### What the task asks
Each line of the data is to be output verbatim, with the images removed.

═════ Source data ═════

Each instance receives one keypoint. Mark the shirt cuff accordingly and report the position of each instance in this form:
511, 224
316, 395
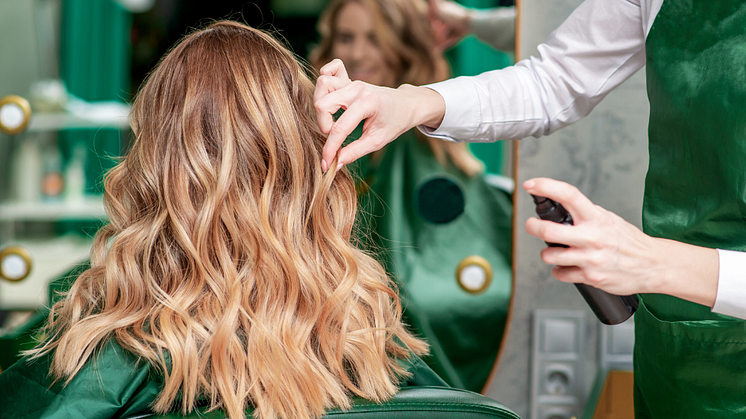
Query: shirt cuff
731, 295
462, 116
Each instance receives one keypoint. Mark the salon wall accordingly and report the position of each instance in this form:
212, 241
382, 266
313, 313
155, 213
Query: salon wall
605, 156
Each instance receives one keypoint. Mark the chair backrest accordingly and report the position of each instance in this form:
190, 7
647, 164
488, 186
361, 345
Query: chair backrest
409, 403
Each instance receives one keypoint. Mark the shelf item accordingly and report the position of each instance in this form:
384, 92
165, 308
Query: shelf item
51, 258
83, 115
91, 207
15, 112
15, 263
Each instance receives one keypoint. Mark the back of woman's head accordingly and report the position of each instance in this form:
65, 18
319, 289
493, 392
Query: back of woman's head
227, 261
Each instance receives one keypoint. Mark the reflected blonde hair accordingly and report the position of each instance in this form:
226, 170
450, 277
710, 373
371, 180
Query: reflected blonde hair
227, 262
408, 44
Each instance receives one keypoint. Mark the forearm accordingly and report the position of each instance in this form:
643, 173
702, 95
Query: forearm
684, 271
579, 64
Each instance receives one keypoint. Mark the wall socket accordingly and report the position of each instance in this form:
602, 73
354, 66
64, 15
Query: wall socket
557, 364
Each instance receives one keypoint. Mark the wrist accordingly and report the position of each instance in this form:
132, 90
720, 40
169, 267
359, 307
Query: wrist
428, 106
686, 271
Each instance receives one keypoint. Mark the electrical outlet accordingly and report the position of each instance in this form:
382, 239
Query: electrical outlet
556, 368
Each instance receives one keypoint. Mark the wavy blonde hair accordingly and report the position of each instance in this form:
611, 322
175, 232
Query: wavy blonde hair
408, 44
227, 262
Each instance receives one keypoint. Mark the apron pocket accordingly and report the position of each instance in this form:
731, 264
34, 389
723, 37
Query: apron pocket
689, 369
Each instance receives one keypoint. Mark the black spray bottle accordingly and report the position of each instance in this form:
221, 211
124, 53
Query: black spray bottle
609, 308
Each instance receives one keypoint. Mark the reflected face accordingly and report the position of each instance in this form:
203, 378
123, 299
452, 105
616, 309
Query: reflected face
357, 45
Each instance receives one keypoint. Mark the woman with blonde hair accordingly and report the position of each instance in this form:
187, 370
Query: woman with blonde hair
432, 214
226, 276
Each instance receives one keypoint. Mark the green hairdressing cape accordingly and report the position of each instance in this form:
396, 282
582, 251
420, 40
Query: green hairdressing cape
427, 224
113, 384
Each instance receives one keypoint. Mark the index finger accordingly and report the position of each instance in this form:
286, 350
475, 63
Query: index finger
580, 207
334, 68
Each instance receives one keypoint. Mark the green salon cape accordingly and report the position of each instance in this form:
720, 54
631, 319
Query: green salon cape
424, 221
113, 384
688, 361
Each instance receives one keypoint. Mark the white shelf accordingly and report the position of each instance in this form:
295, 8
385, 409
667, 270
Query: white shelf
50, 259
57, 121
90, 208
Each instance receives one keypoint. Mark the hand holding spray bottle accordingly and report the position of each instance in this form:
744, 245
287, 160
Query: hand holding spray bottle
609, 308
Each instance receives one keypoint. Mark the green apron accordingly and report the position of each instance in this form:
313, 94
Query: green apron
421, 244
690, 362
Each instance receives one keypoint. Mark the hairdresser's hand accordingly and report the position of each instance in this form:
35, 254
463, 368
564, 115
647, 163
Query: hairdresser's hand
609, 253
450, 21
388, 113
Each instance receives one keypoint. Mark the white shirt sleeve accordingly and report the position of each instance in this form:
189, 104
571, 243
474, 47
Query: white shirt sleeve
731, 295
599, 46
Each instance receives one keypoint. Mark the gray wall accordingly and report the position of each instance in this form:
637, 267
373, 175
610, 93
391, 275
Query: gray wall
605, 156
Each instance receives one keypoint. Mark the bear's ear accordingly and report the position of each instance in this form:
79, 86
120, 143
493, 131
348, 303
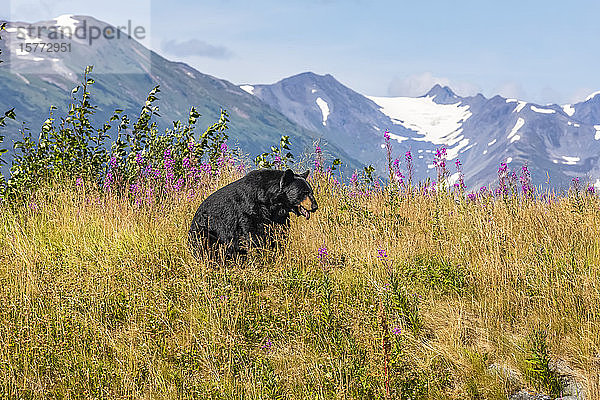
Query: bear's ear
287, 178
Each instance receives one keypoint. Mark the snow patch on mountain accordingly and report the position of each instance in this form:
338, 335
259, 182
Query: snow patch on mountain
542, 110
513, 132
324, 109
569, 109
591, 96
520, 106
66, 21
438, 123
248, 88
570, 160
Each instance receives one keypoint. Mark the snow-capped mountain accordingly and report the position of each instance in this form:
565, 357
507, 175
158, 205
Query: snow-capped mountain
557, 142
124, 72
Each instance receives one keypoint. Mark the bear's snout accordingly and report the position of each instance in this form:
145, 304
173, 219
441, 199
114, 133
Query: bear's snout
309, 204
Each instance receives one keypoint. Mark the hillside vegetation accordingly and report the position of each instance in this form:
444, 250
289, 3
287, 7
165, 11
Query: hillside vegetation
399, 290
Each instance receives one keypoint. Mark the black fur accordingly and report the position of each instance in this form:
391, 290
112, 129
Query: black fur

═════

### Result of this exercise
Each instance receives one keypoint. Mark the shirt cuff accordingly and report the position of each instance in this form:
511, 224
316, 395
Query: shirt cuff
731, 295
462, 116
Each instance receives one keypoint. Mark the salon wall accordingly and report the position of each instance in this form:
212, 241
382, 266
313, 313
155, 213
Query: salon wall
605, 156
Each instance receives one keypoint. Mark the chair backrest accordingly and report the position of each instance in this form:
190, 7
647, 164
488, 186
361, 345
Query: chair backrest
409, 403
Each instance receives one keypoint. Mark the shelf item accordingly and report the position of each instance in this form:
384, 92
165, 308
Query: shelf item
51, 258
83, 115
91, 207
15, 112
15, 263
Each instance receives one keypoint. Mark the back of woman's head accordingly and report the position of each instance in this form:
65, 18
319, 289
493, 392
Query: back of woman's head
227, 261
Each instance receives one keypoint. Mark the reflected blonde hair accordingly and report the position of each instance in this form:
226, 170
450, 277
710, 373
371, 180
Query: reflected blonde hair
227, 262
408, 44
Each instance receives one keypoint. Mark the forearm accordingly and report the position of each instance in this form:
643, 173
702, 95
Query: forearm
684, 271
579, 64
Each instance receives one keypoint. Mark the wall socket accordingly and report the position of each instance in this form:
602, 73
354, 66
64, 15
Query: wall socket
557, 364
Each instance receives one keypoint. Mark the wrist accordingly and report the position of each instance in this form:
132, 90
720, 40
169, 267
359, 307
Query: wrist
428, 106
686, 271
Each instance receives one keypoint. Mark the electrical outlet accordingly and report the position of each instance in this form:
382, 239
Query: electrical outlet
556, 368
Each instance receives one keypoint. Mark the wavy blonde hair accordingly and report the position of each instance in this form:
611, 322
175, 232
Query: wavy blonde hair
408, 44
227, 262
Each instance receives one keypoint. Mark the apron pocket accordingly and report the position of each instance in this form:
731, 264
34, 389
723, 37
Query: apron pocket
689, 369
Each instance receives one keypoint. Mark the black spray bottle accordingly and report the position of each instance in this form:
221, 211
124, 53
Query: black spray bottle
609, 308
Each instance receives one keypoint. Mark the reflected face accordingly and report the position of each instance in this form:
203, 378
123, 299
452, 105
616, 309
Query: reflected face
357, 45
Each instance receives one keypoint. Mark the woman with blonde hair accordingly and report the position of each instance in this form:
187, 370
Query: woman with blonde hair
432, 214
226, 276
Each instance receives one keypoint. Mark the green hairdressing cape accordingly and report the position of each instance in this form:
396, 282
582, 251
420, 40
Query: green hairdressing cape
427, 224
113, 384
Each instance receives one keypoint. Mark the index finger accordingly and report the position of each instance in this form:
286, 350
475, 63
Query: index finger
580, 207
334, 68
Each instance receives one keypoint. Mark the green salon cape accordingly and report the position of each instance in this form:
720, 54
631, 319
Query: green salon cape
424, 221
113, 384
688, 361
Each instance receives one keypoint. Mark the white shelf accordingly and report the position of each instance in this form:
295, 8
385, 409
667, 270
Query: white shelf
50, 259
57, 121
90, 208
Each instance receives one keypoint. Mark the hand holding spray bottle accordingly and report the position of each instance in this form:
744, 245
287, 160
Query: hand holding spray bottle
609, 308
Each instance receives one keypoint. Mark the green apron accordingly and report the position of each instance in this form:
313, 94
Query: green apron
421, 244
690, 362
Each instance receives one keypoint. Mark the hairdresser's hand accordingly and report the position of each instance in this form:
35, 254
463, 368
564, 115
647, 163
Query: hairdresser's hand
609, 253
450, 21
388, 113
Each instance receives one keypoint. Mark the white shirt sleeve accordingly and report the position of each instance in this form:
189, 104
571, 243
474, 47
Query: white shirt sleeve
731, 295
599, 46
Each instance receives one keypoint. Mark the gray wall accordingly and report the position of each instance in this form:
637, 267
373, 175
610, 93
391, 275
Query: gray wall
605, 156
Each instance receives one keypoint. Mark the bear's ear accordingly and report the position of each instance in this form:
79, 86
120, 143
493, 131
348, 303
Query: bear's ear
287, 178
Each instance receives one keypoint. Mark the snow patch on mountain accordingly and report the position of each instance in this form:
338, 335
259, 182
Query: snow patch on mountain
542, 110
513, 132
324, 109
569, 109
591, 96
520, 106
66, 21
438, 123
248, 88
570, 160
Each instance receives one keypoint. Mark the snow-capped mountain accordingly and report the position of each instance in this form:
565, 357
507, 175
158, 205
Query: snow-capped mountain
557, 142
124, 72
Each instance receives one keypoint. Mark the bear's snout accordingly and report the position of each instance in this form:
145, 304
173, 219
441, 199
114, 133
Query: bear's snout
309, 204
Each instance receives one keypoint. Mark the hillside vegetation accordingly and report the position of each instance in this form:
444, 250
289, 3
287, 7
165, 11
Query: hillside vegetation
399, 290
Each instance receives one keypoint. Mark the black fur accordingly and report the position of each instance in this form:
391, 290
112, 129
Query: black fur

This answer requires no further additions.